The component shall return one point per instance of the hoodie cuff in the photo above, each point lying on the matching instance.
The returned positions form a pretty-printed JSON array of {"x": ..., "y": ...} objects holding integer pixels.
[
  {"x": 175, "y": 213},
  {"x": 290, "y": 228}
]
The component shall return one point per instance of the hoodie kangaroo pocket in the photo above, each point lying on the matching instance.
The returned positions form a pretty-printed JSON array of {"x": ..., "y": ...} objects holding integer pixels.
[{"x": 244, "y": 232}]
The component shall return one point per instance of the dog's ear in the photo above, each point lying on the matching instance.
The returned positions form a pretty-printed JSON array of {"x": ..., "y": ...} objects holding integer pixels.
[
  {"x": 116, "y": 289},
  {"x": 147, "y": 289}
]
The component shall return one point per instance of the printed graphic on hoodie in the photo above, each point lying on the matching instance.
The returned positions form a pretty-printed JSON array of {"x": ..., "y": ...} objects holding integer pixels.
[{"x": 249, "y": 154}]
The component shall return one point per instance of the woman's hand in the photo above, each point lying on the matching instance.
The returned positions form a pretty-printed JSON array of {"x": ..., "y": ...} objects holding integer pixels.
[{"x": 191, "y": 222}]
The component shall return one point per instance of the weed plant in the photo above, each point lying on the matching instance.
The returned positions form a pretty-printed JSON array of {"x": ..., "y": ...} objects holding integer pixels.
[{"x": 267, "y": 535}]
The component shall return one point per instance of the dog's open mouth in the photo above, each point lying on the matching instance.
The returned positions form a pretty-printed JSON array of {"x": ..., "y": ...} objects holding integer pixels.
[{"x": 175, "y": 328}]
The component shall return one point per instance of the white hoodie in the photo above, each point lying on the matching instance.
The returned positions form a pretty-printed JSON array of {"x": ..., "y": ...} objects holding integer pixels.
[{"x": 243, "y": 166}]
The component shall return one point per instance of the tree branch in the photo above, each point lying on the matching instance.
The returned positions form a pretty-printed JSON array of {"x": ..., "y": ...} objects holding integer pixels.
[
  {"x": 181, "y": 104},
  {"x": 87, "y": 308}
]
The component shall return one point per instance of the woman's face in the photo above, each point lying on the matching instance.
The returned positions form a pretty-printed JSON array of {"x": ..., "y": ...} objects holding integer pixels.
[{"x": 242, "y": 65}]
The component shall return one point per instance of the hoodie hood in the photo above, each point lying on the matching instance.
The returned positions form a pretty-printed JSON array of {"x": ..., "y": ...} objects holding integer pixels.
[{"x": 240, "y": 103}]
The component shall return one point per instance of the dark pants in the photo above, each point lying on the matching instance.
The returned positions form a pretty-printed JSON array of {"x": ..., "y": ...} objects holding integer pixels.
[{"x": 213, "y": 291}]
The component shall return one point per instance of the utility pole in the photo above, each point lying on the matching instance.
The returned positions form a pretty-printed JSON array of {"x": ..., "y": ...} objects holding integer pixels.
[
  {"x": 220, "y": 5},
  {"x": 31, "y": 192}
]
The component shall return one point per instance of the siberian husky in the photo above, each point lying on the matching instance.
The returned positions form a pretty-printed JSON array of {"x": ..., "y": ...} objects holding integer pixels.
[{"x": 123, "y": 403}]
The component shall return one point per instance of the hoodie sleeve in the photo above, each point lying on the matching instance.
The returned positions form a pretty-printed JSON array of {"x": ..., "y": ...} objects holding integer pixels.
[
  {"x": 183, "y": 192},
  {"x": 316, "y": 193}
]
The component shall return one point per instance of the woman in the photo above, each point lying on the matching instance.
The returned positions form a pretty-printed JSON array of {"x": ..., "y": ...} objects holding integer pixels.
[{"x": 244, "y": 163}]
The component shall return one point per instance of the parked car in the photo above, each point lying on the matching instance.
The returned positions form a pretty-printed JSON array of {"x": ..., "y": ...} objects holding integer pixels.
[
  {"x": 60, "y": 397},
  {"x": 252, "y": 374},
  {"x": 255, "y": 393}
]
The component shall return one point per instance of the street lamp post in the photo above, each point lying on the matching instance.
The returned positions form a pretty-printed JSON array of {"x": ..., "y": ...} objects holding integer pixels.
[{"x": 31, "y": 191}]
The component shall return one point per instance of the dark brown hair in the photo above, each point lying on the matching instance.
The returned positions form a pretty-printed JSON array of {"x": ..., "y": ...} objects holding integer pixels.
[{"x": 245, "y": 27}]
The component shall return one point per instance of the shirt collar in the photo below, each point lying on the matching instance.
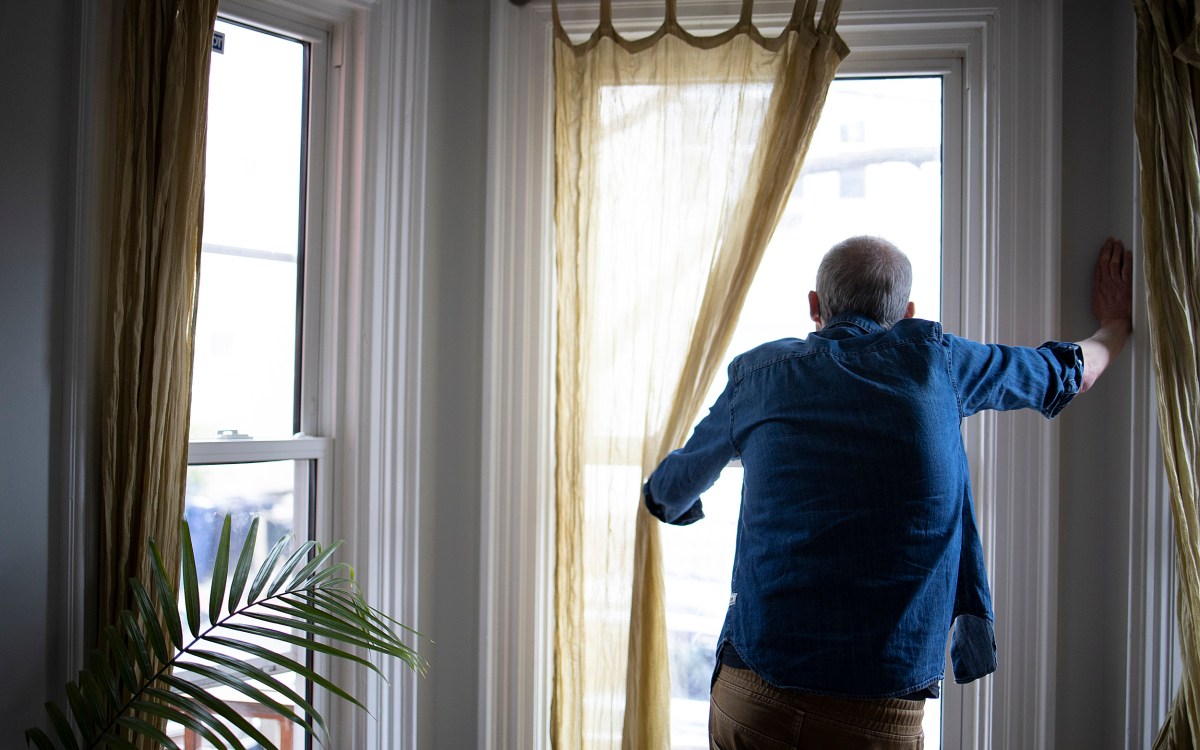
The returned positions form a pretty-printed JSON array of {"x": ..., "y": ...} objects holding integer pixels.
·····
» **Task prompt**
Would you return the data exactly as written, without the pictures?

» **Expected answer**
The component shall return one point per instance of the hoodie cuff in the photo above, each point lying on the matching instance.
The returned positions form a pretty-printed JSON array of {"x": ..., "y": ...} objects holding integer pixels.
[
  {"x": 175, "y": 213},
  {"x": 290, "y": 228}
]
The component shall return one point per instance of the hoodie kangaroo pocket in the photo above, each point lying on the matching instance.
The returned positions form a pretty-printed JSON array of {"x": ..., "y": ...} objects holding integer pixels.
[{"x": 244, "y": 232}]
The component shall return one point per instance of the dog's ear in the photo above, each point lying on the matching instance.
The returned positions form a pretty-printed JSON array of {"x": ..., "y": ...} objects holding integer pixels.
[
  {"x": 116, "y": 289},
  {"x": 147, "y": 289}
]
The component shall return one point per instance of the printed graphic on hoodie in the photo above, each point lying on the matching instance.
The returned positions form a pretty-printed JSON array of {"x": ..., "y": ...} objects holding integer pixels.
[{"x": 249, "y": 154}]
The component shall return one point per instance of the woman's hand in the photo above, each point lying on the matching instance.
The returned positions form a pretty-printed JSON array of {"x": ..., "y": ...} objects holding integer pixels.
[{"x": 191, "y": 222}]
The component shall return one point per instance of the weed plant in the photo above, each point lying on the matching instance.
The returned positions form a pretty-printed JSON array of {"x": ..., "y": ...} objects holding integer pixels.
[{"x": 267, "y": 535}]
The component shall return one point per instance of the dog's open mouth in the photo above, each point lying on the matching instance.
The returned positions form a pretty-printed JSON array of {"x": ..., "y": ...} objects holding integer pixels.
[{"x": 175, "y": 328}]
The component shall return one point per instance of the white hoodie in the photo above, each point lying on the matching instance.
The returned positions form a pretty-printed JSON array of {"x": ..., "y": ...} objects holding integer pixels.
[{"x": 243, "y": 166}]
The component shall return one point per instance of the tree branch in the photo above, each point lying on the matching instance.
The returned positions form a pretty-printed JSON array of {"x": ..., "y": ...} objects holding integer pixels.
[
  {"x": 181, "y": 104},
  {"x": 87, "y": 308}
]
The component shall return one point per instance of the woman's face in the photo above, each point lying on the matching instance.
The returned positions form a pretty-printed JSON array of {"x": ..., "y": ...} objects holding integer pixels.
[{"x": 242, "y": 65}]
The component shall return one point per instance of the hoodie hood in the photo above, each point lying on the matching instance.
The returned positions form a pretty-printed JSON array of {"x": ..., "y": ...} objects holding integer pixels.
[{"x": 240, "y": 103}]
The component shall return one point per instance of the dark pants in the photo above, each point lying on the matching instance.
The returned positions form a pretty-printed JSON array of {"x": ..., "y": ...} objects holding integer pixels.
[{"x": 213, "y": 291}]
The component shall return one point per instance of the utility pole in the photo above, each point lying on the matching instance.
The returned positions form a pretty-printed JSON array of {"x": ..., "y": ...} objects holding integer pixels.
[
  {"x": 220, "y": 5},
  {"x": 31, "y": 192}
]
The component shall return one point per instance of the siberian husky in the photo above, each point lying on the matching instance.
The returned positions form a pretty-printed JSON array of {"x": ..., "y": ...} objects holding integer pixels.
[{"x": 123, "y": 403}]
The component shall return one point per instance of the hoodie sleeve in the photo above, each point lying on the matching instance.
The returned positions form a pretty-printed JSON array of {"x": ..., "y": ...} objects holding integer pixels.
[
  {"x": 183, "y": 192},
  {"x": 316, "y": 193}
]
The component shall return one point per instance of the woman in the photo above, each point lying on the matching instance.
The returned positions form a pretty-printed JSON array of {"x": ..., "y": ...} objects holding integer pixels.
[{"x": 244, "y": 163}]
The component shall return one point per instance of the parked car in the photo above, each point lying on the matching instance.
The returned positions form a pretty-printed JSON array of {"x": ..., "y": ...} objects holding integer pixels.
[
  {"x": 60, "y": 397},
  {"x": 252, "y": 374},
  {"x": 255, "y": 393}
]
The component shall return one point per instance of the street lamp post in the photo above, each point lying on the matching instance.
The returned positions form a pretty-printed JSON array of {"x": ..., "y": ...} objects holding integer pixels.
[{"x": 31, "y": 191}]
The component shall return one point per instance of the dark brown hair in the photo above, each point lying on the matching instance.
The returned positions form a pretty-printed JSON array of {"x": ..., "y": ...} objects holding integer pixels.
[{"x": 245, "y": 27}]
The component shall return one point per instance of the shirt collar in the photo below, each point lying on the matching instance.
The returned positions form a pretty-printed JSON array of {"x": ..., "y": ...} objects holding integer pixels.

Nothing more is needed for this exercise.